---- Data

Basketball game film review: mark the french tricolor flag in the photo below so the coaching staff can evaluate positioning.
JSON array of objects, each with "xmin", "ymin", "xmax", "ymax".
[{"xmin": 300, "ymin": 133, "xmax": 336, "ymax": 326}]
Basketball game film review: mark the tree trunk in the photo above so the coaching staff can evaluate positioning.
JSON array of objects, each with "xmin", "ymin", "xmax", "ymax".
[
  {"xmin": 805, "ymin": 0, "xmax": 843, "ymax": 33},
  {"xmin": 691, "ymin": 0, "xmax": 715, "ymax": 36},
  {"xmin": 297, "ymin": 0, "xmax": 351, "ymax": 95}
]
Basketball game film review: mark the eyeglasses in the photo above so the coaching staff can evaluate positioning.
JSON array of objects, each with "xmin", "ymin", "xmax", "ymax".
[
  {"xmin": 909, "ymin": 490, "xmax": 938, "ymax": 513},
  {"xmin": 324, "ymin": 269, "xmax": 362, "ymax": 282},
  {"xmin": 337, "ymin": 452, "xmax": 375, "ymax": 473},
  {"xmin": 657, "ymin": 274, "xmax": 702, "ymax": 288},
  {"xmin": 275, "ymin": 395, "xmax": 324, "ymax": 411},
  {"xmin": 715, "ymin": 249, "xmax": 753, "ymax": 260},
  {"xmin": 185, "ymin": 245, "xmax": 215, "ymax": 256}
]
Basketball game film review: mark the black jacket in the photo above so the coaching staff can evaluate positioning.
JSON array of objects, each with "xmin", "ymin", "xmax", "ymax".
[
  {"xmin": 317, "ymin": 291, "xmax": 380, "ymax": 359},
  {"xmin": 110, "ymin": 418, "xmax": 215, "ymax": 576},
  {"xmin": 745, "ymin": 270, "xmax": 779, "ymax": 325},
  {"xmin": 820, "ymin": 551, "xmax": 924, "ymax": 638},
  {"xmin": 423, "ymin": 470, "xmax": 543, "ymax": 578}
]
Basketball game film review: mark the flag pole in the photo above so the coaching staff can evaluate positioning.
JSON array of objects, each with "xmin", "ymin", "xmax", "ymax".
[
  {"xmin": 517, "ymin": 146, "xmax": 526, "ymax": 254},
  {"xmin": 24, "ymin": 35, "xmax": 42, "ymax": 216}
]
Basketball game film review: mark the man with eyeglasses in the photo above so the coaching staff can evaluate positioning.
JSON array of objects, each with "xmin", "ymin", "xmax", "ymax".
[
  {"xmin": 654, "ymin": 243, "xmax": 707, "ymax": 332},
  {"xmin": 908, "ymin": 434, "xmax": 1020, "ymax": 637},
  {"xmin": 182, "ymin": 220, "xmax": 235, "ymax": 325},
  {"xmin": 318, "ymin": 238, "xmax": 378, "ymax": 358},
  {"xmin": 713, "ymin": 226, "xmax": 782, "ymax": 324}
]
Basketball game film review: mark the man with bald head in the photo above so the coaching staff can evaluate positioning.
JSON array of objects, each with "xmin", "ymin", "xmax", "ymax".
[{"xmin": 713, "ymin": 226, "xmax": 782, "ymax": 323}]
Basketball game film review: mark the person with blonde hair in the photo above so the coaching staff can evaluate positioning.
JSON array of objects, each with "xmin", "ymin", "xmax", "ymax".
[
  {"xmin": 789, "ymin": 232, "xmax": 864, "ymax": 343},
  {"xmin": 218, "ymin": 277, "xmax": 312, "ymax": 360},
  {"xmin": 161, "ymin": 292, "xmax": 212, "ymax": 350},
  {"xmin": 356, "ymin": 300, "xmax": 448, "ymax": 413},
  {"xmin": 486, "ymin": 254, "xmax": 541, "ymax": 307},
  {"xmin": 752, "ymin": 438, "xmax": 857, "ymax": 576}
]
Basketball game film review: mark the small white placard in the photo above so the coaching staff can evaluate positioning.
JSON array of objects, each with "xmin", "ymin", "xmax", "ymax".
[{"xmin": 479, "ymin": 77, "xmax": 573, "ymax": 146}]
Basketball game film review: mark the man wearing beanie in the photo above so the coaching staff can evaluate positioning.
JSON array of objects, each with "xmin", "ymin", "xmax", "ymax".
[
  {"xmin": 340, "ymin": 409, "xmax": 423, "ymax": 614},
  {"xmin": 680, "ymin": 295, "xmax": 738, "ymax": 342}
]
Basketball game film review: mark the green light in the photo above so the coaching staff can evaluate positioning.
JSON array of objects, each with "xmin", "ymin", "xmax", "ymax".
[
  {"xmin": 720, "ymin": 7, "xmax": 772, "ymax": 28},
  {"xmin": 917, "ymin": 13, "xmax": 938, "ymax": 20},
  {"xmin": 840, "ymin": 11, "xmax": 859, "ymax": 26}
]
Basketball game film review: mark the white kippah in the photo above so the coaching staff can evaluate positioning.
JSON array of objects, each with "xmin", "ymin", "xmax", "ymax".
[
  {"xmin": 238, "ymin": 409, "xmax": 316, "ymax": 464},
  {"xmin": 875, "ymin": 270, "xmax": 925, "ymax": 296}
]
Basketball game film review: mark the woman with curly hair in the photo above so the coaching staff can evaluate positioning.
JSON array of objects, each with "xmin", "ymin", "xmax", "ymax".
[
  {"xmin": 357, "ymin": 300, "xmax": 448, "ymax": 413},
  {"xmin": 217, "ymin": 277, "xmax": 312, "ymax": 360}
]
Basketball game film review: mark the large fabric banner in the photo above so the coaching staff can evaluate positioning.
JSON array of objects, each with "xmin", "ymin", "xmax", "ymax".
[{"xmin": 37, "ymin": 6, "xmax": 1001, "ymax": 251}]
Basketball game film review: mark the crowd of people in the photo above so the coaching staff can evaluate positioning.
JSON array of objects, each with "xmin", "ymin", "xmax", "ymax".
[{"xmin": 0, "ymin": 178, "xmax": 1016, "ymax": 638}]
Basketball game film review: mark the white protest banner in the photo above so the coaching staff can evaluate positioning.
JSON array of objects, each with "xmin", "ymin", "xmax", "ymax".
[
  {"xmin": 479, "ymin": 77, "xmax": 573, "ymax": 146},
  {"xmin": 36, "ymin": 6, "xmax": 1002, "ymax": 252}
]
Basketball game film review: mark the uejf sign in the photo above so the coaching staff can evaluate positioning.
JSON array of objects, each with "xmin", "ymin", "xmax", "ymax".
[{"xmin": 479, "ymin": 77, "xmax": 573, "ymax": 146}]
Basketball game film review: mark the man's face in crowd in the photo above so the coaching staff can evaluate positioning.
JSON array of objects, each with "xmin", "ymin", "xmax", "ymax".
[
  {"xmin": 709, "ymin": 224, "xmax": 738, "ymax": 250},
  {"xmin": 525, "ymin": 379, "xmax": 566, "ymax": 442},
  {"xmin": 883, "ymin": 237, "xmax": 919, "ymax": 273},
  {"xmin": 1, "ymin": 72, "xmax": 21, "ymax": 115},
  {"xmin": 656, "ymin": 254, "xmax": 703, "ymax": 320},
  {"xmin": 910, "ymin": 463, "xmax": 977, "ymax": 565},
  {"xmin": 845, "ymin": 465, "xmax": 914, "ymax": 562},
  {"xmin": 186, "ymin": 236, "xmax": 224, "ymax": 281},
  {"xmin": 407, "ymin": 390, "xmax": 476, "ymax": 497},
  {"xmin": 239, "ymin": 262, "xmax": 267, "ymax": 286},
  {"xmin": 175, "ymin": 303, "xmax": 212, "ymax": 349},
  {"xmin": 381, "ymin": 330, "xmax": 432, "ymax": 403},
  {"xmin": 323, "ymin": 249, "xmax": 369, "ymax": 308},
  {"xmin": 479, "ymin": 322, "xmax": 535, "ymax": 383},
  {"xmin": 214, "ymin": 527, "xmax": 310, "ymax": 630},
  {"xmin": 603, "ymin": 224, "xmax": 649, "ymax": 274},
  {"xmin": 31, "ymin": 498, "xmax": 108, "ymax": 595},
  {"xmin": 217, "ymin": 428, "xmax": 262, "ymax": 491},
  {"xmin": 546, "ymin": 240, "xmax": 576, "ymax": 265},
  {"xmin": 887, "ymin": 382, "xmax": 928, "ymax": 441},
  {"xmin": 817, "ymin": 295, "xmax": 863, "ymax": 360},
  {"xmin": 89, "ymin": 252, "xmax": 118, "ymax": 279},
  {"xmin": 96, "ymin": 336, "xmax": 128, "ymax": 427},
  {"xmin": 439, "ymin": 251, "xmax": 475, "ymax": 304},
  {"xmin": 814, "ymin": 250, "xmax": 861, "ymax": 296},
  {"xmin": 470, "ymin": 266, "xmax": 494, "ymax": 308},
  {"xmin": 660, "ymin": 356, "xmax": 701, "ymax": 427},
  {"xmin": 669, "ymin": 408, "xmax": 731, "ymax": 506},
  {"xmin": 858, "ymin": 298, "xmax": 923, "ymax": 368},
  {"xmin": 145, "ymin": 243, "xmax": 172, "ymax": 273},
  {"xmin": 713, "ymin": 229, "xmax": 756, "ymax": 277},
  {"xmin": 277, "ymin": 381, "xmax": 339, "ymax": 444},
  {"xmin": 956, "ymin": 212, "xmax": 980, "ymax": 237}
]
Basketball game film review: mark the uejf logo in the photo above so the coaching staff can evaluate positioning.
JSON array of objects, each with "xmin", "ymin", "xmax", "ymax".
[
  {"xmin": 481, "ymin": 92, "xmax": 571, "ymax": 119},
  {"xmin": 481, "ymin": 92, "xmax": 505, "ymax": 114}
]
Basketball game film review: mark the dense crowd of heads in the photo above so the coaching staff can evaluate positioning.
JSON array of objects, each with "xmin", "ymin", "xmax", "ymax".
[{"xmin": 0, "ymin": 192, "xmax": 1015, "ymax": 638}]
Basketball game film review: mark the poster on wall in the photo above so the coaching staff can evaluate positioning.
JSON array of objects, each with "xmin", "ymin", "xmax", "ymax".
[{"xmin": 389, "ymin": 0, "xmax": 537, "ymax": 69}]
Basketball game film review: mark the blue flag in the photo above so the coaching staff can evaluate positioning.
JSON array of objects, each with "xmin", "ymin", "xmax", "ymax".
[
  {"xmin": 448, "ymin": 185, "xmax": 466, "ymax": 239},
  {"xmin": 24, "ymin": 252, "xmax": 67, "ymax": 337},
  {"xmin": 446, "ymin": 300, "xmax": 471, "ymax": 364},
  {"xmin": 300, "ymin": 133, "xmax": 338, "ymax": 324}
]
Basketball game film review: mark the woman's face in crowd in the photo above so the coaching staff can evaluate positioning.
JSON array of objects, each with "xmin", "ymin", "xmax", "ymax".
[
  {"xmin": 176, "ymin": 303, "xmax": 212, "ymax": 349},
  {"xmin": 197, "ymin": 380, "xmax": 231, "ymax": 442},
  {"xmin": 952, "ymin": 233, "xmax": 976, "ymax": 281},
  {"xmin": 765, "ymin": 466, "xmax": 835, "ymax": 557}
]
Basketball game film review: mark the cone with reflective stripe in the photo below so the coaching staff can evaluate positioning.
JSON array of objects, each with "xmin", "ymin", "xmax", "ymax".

--------

Retype the records above, but only those lines that fall between the line containing "Basketball game film review: mark the green" and the line containing "Basketball game film review: mark the woman with", with both of those lines included, exactly as written.

Basketball game film review: mark the green light in the photo above so the coaching staff can evaluate positioning.
JSON array of objects, each with "xmin", "ymin", "xmax", "ymax".
[
  {"xmin": 720, "ymin": 7, "xmax": 772, "ymax": 28},
  {"xmin": 917, "ymin": 13, "xmax": 938, "ymax": 20},
  {"xmin": 840, "ymin": 11, "xmax": 859, "ymax": 26}
]
Basketball game film review: mark the white kippah in the photo above so the coaching staff can evaluate positioning.
JSON array of objects, each with "xmin", "ymin", "xmax", "ymax".
[
  {"xmin": 238, "ymin": 409, "xmax": 316, "ymax": 464},
  {"xmin": 875, "ymin": 270, "xmax": 925, "ymax": 296}
]
Basketball game film review: mark the woman with curly hair in the photo above so the coaching staff can evaluate positioning.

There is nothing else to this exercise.